What is being asked: Pull out every line of the data below that contains the string "Find", and treat uppercase and lowercase as different.

The input:
============================================================

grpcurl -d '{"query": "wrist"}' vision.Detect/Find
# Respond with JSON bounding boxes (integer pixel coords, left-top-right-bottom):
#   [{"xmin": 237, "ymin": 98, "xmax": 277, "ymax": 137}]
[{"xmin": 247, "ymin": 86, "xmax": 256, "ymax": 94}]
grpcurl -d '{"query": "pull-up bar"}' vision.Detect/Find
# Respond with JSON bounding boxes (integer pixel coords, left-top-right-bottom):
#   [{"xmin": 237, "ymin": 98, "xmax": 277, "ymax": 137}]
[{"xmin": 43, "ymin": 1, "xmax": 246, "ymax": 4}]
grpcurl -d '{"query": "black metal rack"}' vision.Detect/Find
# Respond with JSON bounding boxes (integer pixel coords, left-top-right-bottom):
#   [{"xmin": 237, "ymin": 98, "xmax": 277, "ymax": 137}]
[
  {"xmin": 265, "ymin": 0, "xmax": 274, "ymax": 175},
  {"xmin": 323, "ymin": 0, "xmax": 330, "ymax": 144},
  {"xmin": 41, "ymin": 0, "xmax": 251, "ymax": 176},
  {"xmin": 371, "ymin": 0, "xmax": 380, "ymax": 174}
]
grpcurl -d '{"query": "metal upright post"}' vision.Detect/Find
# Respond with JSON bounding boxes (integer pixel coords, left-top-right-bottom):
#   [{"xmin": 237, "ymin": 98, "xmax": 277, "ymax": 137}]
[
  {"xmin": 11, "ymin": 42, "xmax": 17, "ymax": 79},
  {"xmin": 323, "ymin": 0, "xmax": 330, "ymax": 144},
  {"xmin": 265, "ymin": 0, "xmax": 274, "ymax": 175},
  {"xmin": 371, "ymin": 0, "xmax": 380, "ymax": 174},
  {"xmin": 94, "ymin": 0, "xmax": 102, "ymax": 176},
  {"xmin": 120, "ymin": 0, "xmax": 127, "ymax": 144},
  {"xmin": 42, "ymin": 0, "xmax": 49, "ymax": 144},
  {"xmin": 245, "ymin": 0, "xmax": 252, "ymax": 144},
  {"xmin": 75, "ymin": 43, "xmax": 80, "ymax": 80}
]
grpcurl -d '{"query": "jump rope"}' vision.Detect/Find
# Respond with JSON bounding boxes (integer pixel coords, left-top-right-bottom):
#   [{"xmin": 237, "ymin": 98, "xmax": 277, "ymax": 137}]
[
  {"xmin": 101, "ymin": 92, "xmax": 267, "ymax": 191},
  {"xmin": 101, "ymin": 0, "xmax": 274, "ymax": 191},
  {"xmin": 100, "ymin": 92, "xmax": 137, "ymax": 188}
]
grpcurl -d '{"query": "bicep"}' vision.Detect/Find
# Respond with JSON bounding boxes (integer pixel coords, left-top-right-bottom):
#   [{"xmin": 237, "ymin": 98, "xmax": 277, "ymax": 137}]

============================================================

Solution for this task:
grpcurl -d '{"query": "wrist"}' vision.Detect/Find
grpcurl -d '{"query": "pull-up bar"}' vision.Detect/Find
grpcurl -d '{"query": "black metal rack"}' vision.Detect/Find
grpcurl -d '{"query": "metal upright post"}' vision.Detect/Find
grpcurl -d '{"query": "jump rope"}' vision.Detect/Find
grpcurl -d '{"query": "bicep"}' vision.Detect/Find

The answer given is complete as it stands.